PROBLEM STATEMENT: Only the lines from the one with "Phrase: blazer lapel" to the end of the data below should be returned, each exactly as it stands.

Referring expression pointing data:
++++++++++

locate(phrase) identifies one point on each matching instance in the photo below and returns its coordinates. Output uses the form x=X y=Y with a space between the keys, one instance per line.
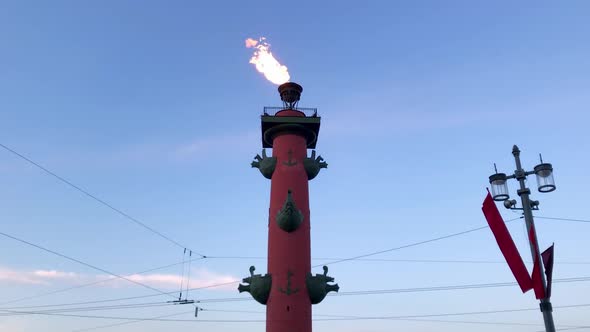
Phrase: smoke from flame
x=266 y=63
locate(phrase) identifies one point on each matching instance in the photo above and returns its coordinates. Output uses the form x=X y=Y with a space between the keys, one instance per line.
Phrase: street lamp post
x=544 y=173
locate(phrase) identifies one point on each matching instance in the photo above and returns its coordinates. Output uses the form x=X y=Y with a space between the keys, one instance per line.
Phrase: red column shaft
x=289 y=254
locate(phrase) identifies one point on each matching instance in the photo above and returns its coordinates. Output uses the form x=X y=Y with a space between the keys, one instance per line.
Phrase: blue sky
x=154 y=108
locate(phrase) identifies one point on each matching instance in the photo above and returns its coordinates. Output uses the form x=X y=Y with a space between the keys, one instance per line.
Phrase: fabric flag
x=536 y=276
x=548 y=262
x=506 y=244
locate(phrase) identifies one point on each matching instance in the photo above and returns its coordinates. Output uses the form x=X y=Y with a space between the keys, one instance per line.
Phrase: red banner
x=548 y=262
x=536 y=275
x=506 y=244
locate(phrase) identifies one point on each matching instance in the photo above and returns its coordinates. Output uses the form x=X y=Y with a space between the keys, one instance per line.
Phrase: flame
x=266 y=63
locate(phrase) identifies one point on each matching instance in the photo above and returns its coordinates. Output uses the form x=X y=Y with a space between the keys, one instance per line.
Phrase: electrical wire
x=90 y=283
x=94 y=197
x=128 y=322
x=410 y=290
x=410 y=245
x=564 y=219
x=331 y=317
x=83 y=263
x=451 y=261
x=10 y=312
x=122 y=298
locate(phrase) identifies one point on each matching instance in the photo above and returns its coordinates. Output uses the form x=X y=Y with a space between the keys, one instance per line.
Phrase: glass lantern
x=499 y=187
x=545 y=180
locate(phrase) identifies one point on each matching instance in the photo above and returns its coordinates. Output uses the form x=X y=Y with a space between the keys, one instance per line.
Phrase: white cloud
x=37 y=277
x=199 y=278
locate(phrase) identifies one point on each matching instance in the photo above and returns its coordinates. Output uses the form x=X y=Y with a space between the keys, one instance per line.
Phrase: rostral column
x=289 y=289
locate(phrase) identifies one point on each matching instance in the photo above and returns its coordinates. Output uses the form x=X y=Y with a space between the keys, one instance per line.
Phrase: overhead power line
x=401 y=260
x=123 y=298
x=83 y=263
x=94 y=197
x=128 y=322
x=564 y=219
x=409 y=245
x=91 y=283
x=329 y=317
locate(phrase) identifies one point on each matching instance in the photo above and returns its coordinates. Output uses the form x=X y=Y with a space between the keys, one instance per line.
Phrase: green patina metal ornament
x=317 y=286
x=259 y=286
x=289 y=217
x=265 y=164
x=313 y=165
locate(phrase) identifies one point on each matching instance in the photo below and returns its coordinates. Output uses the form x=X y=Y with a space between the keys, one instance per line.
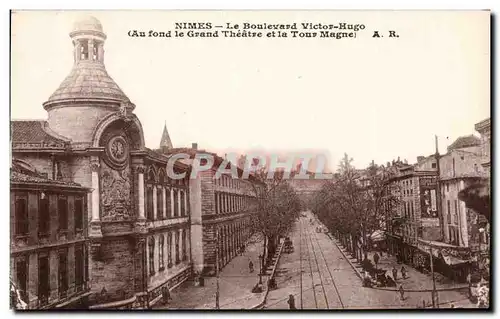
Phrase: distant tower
x=166 y=143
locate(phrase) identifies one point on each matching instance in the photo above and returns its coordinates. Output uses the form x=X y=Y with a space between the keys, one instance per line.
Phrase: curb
x=392 y=289
x=263 y=301
x=345 y=257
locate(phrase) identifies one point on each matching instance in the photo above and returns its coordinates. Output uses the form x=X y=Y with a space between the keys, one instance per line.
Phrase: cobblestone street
x=333 y=283
x=235 y=285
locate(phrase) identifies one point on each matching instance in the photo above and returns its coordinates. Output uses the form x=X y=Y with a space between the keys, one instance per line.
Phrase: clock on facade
x=117 y=151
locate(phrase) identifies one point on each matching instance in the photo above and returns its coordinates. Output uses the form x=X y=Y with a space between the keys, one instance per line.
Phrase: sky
x=374 y=99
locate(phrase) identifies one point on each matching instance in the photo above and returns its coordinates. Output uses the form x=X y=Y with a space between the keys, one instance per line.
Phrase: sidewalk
x=235 y=286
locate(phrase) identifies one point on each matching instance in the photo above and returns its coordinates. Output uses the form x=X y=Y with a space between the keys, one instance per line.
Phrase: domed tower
x=88 y=93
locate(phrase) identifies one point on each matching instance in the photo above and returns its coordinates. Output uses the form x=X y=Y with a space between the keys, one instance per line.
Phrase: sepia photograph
x=250 y=160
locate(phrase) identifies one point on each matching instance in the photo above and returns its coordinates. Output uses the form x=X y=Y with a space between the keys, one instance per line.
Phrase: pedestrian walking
x=469 y=284
x=402 y=292
x=403 y=272
x=291 y=302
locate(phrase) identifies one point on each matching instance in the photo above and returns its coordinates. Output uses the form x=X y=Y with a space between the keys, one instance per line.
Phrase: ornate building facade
x=138 y=220
x=221 y=211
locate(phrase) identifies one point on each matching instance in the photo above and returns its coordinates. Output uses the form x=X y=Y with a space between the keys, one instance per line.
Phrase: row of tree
x=356 y=203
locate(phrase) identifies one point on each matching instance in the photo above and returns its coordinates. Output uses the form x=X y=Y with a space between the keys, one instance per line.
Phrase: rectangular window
x=63 y=272
x=43 y=216
x=22 y=278
x=169 y=245
x=43 y=279
x=79 y=267
x=159 y=203
x=21 y=208
x=78 y=213
x=169 y=204
x=62 y=211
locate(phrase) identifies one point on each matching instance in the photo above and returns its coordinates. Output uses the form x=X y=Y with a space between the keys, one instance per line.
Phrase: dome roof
x=88 y=23
x=88 y=80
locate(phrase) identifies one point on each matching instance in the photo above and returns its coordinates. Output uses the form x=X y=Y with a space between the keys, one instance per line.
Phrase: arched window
x=183 y=204
x=184 y=244
x=169 y=203
x=169 y=247
x=161 y=259
x=216 y=202
x=149 y=195
x=151 y=256
x=159 y=203
x=177 y=251
x=176 y=203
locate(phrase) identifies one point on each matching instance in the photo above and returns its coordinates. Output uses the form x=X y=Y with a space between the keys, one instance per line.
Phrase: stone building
x=484 y=128
x=139 y=221
x=221 y=211
x=416 y=215
x=49 y=246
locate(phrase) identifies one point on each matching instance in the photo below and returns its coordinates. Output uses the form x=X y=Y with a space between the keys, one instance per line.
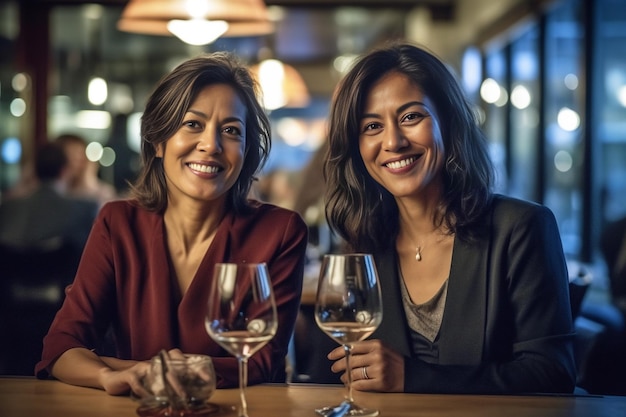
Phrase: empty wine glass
x=348 y=309
x=241 y=315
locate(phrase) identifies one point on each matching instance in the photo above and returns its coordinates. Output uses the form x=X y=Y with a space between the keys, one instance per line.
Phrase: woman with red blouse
x=148 y=263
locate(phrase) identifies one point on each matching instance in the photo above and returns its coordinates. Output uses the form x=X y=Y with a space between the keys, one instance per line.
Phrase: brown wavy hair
x=164 y=113
x=359 y=209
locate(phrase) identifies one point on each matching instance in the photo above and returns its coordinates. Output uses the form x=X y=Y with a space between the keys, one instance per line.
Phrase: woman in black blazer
x=475 y=285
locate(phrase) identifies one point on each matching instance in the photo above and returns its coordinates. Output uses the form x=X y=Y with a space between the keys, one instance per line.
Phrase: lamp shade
x=244 y=17
x=281 y=84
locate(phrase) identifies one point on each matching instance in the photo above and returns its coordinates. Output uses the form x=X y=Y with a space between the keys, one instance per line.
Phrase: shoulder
x=514 y=213
x=269 y=218
x=125 y=211
x=261 y=210
x=505 y=206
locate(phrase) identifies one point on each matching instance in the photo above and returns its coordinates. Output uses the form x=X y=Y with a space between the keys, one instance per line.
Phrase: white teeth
x=401 y=164
x=204 y=168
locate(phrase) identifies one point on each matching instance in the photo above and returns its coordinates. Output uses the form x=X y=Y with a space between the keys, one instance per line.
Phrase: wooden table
x=26 y=397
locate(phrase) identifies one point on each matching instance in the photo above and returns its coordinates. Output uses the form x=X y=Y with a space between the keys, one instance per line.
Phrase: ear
x=160 y=149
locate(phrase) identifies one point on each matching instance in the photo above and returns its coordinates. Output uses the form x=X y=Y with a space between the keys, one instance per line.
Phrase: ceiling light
x=151 y=17
x=197 y=31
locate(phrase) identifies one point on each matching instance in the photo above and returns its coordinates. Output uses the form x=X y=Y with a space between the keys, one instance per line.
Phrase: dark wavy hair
x=164 y=114
x=359 y=209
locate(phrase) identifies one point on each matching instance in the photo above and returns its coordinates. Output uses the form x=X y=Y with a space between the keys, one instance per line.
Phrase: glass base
x=148 y=410
x=346 y=408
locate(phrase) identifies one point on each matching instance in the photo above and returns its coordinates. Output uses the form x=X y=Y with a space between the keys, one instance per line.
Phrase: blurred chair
x=32 y=285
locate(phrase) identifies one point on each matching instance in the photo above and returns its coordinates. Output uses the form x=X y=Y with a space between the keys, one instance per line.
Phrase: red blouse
x=124 y=282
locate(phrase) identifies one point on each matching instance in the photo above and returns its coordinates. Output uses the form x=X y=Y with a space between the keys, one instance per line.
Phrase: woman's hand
x=125 y=375
x=375 y=366
x=118 y=382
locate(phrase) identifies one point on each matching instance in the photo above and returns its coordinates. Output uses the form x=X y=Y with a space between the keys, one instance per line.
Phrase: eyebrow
x=226 y=120
x=399 y=110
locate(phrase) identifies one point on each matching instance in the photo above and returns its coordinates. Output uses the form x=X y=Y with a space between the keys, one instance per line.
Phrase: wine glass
x=348 y=309
x=241 y=315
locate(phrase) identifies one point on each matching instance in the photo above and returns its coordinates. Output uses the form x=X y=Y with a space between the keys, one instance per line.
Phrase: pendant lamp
x=196 y=22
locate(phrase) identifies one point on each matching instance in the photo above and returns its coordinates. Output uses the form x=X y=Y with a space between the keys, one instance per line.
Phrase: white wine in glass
x=241 y=315
x=348 y=309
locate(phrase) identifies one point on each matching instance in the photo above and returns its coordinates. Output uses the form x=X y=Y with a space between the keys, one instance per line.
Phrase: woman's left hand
x=375 y=366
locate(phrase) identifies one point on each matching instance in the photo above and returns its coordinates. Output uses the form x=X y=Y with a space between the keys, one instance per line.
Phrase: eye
x=232 y=130
x=415 y=116
x=369 y=127
x=192 y=124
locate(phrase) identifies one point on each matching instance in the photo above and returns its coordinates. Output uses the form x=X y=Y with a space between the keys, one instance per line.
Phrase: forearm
x=80 y=366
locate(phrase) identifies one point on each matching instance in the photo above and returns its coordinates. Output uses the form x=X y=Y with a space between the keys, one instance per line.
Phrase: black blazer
x=507 y=325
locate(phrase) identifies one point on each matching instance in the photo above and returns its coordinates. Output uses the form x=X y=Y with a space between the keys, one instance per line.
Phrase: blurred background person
x=48 y=215
x=42 y=234
x=84 y=181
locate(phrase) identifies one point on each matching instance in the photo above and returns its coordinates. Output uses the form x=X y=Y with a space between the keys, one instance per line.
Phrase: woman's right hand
x=120 y=382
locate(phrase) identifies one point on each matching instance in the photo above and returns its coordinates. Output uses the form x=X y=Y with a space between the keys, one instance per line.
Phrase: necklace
x=418 y=253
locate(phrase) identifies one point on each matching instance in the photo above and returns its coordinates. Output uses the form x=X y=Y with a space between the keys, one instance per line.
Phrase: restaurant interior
x=547 y=77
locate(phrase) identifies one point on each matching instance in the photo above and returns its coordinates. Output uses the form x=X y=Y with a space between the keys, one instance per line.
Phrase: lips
x=205 y=169
x=401 y=163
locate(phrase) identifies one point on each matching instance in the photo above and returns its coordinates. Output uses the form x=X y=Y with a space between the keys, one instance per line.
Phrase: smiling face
x=400 y=139
x=203 y=159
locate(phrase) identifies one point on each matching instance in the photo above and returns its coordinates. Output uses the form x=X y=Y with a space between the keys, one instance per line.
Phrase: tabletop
x=29 y=397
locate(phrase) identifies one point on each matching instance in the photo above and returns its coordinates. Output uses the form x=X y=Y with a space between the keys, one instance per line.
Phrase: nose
x=210 y=141
x=394 y=139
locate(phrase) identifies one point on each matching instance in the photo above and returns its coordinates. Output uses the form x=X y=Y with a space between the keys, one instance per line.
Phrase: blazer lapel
x=394 y=327
x=466 y=305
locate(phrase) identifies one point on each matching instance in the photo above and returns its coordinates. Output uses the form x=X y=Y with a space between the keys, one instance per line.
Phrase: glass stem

++++++++++

EXERCISE SOLUTION:
Phrase: blazer lapel
x=394 y=327
x=466 y=305
locate(phrase) identifies one point on each matching instance in the photo above and returns its coordinates. Output uses the form x=X y=Y with a space between the keys, one instance per line.
Phrase: glass stem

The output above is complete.